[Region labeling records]
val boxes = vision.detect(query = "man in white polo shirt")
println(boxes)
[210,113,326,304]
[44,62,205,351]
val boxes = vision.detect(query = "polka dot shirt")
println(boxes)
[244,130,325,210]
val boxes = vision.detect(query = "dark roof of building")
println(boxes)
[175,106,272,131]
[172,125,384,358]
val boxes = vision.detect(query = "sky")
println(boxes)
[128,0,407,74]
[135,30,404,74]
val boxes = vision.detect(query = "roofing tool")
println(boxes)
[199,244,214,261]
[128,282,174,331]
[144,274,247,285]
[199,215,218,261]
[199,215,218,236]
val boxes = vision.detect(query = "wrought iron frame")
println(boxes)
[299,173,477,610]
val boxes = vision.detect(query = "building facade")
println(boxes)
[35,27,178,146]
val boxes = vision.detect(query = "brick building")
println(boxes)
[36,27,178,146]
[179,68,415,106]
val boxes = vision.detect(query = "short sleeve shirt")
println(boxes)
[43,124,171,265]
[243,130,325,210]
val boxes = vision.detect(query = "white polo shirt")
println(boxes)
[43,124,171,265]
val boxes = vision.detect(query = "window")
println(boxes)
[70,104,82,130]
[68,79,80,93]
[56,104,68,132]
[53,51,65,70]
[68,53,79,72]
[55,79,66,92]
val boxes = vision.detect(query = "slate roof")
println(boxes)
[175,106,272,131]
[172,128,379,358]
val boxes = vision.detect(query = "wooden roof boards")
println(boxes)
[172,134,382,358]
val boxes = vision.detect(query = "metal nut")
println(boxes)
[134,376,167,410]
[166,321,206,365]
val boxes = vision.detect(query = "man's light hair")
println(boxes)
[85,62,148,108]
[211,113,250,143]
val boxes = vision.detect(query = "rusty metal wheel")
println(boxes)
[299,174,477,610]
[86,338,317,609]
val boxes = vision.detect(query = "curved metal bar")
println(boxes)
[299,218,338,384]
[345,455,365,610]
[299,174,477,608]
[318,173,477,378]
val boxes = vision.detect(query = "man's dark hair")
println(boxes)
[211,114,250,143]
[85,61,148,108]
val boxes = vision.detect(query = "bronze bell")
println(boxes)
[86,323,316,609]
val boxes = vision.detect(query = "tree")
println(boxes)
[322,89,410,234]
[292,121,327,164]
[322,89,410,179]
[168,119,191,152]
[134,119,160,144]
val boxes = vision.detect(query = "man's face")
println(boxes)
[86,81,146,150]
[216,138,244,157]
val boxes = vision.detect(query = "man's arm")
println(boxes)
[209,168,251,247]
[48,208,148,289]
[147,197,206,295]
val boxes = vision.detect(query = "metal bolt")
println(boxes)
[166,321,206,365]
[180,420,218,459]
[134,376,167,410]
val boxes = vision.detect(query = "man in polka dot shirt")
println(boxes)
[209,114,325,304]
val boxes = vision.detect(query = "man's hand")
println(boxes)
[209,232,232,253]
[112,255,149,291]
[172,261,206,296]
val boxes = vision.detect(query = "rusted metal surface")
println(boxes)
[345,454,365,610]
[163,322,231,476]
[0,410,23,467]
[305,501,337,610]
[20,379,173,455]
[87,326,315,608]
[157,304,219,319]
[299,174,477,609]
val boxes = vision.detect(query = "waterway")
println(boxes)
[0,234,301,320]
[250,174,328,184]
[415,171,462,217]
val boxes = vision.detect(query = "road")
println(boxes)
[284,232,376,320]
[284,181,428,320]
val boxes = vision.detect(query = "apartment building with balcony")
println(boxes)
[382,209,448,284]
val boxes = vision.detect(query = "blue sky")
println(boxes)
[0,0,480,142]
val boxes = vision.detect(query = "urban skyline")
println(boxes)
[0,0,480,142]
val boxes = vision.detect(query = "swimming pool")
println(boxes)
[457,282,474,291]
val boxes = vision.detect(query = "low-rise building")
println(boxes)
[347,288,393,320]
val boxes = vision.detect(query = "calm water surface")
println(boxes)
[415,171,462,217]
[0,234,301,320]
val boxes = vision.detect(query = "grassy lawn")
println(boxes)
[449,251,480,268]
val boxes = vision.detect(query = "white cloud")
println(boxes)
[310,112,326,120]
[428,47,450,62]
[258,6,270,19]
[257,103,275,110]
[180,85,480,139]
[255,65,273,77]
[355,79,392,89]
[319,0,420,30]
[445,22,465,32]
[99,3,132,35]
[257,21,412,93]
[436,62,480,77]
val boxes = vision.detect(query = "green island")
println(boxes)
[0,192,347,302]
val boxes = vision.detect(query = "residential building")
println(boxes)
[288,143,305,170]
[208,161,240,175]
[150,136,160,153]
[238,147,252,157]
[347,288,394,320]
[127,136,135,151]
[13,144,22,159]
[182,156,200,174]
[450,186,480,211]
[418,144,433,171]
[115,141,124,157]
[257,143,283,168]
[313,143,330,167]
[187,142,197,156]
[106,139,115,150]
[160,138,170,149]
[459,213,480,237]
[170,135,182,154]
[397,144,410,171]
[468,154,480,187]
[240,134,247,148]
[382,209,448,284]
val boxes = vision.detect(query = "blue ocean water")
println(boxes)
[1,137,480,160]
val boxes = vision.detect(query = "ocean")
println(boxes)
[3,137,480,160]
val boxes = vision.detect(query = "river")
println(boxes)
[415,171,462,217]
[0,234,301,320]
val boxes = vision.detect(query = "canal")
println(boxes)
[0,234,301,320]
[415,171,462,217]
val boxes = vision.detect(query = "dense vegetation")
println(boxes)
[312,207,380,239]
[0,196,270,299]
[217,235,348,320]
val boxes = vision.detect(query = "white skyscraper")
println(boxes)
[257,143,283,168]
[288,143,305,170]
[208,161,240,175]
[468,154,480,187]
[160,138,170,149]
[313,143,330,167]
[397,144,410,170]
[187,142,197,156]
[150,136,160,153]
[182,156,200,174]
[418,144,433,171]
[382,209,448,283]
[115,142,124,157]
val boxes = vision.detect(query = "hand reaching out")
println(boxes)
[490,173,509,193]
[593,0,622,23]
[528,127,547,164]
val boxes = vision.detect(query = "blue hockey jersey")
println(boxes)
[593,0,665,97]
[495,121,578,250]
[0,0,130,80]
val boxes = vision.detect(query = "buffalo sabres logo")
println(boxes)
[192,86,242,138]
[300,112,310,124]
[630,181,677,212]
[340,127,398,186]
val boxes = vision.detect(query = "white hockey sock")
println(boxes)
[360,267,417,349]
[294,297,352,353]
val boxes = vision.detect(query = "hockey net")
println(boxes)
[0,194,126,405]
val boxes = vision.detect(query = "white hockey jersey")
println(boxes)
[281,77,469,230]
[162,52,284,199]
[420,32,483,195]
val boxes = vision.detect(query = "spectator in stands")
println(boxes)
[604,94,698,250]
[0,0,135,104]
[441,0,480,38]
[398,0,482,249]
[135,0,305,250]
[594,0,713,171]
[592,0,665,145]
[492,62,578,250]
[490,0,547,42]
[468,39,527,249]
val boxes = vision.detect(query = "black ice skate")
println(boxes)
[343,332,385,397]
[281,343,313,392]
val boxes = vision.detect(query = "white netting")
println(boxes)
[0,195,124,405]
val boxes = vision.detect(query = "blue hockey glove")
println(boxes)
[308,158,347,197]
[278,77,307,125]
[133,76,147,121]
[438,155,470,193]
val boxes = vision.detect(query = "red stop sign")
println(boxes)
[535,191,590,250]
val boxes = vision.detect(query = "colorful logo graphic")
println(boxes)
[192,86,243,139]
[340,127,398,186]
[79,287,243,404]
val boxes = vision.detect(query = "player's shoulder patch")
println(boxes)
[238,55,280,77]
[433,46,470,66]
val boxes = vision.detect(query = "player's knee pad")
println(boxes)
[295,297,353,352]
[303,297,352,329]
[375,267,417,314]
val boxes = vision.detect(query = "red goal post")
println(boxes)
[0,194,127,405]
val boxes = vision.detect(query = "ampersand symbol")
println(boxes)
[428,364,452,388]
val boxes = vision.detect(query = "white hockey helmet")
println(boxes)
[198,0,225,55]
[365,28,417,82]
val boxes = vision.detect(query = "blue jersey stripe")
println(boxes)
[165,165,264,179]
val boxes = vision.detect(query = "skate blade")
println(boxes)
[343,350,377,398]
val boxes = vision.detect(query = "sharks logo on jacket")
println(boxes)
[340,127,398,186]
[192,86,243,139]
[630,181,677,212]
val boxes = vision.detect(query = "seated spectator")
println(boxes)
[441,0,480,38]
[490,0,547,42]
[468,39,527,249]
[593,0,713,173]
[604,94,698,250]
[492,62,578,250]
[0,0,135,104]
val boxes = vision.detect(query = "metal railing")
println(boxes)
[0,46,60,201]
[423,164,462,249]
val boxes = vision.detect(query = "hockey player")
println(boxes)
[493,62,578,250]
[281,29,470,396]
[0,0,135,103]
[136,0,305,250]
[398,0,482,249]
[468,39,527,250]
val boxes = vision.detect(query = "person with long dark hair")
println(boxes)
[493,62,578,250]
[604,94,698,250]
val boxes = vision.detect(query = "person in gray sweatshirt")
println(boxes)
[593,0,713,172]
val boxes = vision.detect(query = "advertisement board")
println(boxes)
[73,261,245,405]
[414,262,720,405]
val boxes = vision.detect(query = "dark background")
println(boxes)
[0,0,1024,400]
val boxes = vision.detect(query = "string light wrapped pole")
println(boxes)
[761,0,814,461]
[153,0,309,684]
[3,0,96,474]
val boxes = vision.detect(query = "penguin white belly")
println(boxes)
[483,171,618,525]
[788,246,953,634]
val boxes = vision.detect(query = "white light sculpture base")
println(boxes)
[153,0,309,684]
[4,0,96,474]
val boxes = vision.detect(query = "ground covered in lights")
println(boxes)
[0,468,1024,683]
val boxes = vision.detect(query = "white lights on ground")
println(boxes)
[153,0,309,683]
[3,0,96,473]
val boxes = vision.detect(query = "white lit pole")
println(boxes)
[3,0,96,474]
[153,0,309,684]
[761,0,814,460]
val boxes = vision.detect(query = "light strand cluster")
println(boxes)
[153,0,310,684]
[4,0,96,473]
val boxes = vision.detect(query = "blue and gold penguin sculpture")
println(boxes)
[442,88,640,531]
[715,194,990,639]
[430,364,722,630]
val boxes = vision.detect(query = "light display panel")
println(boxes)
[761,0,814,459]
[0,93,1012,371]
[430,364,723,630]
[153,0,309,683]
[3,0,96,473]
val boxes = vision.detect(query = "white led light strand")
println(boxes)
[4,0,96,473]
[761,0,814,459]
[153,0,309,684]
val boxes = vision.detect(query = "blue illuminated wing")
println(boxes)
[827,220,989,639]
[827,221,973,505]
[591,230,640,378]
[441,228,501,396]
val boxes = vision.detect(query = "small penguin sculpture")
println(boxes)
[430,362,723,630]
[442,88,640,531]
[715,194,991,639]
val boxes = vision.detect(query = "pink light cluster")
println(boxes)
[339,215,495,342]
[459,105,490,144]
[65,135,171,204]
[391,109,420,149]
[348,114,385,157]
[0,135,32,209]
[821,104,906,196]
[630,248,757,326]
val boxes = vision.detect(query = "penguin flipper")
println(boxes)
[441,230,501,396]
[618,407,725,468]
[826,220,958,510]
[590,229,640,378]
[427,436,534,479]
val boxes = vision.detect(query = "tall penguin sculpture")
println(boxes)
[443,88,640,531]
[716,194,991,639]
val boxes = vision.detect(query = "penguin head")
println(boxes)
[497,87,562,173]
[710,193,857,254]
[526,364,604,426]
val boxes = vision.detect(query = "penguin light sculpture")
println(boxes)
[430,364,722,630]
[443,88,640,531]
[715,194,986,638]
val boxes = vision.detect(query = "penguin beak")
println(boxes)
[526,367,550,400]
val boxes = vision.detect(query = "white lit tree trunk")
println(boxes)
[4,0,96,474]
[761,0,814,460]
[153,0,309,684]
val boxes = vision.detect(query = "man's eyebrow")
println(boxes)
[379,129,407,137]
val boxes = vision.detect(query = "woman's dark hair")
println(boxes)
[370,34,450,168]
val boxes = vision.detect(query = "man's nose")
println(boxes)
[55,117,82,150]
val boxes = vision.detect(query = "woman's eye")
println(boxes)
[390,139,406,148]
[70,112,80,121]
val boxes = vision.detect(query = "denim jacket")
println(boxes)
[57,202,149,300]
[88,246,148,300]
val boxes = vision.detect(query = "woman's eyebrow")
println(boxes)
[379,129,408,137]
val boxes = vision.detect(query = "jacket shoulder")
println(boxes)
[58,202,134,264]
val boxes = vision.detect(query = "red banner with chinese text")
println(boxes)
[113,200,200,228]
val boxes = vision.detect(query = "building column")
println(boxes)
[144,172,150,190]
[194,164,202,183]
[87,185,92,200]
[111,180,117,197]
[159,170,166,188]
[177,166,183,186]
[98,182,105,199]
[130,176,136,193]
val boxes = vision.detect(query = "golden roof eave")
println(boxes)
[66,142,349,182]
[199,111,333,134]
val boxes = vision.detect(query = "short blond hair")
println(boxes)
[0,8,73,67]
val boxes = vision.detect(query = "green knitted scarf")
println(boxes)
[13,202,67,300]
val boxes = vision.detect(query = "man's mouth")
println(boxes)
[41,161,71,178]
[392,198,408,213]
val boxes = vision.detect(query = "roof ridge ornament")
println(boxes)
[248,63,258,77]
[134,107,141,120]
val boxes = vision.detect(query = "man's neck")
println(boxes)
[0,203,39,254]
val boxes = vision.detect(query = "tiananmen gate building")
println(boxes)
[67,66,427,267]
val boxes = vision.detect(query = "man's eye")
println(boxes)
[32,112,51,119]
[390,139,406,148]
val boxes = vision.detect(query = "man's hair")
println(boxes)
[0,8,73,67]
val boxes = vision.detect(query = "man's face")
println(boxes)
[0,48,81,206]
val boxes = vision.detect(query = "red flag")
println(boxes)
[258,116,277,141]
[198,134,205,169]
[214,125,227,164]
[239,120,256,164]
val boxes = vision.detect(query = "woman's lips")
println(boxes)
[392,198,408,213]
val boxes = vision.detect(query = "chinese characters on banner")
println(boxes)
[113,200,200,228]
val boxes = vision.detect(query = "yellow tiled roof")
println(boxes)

__THE REQUEST__
How many lines of the listing above contain the string "short"? State only the number.

__THE REPLY__
2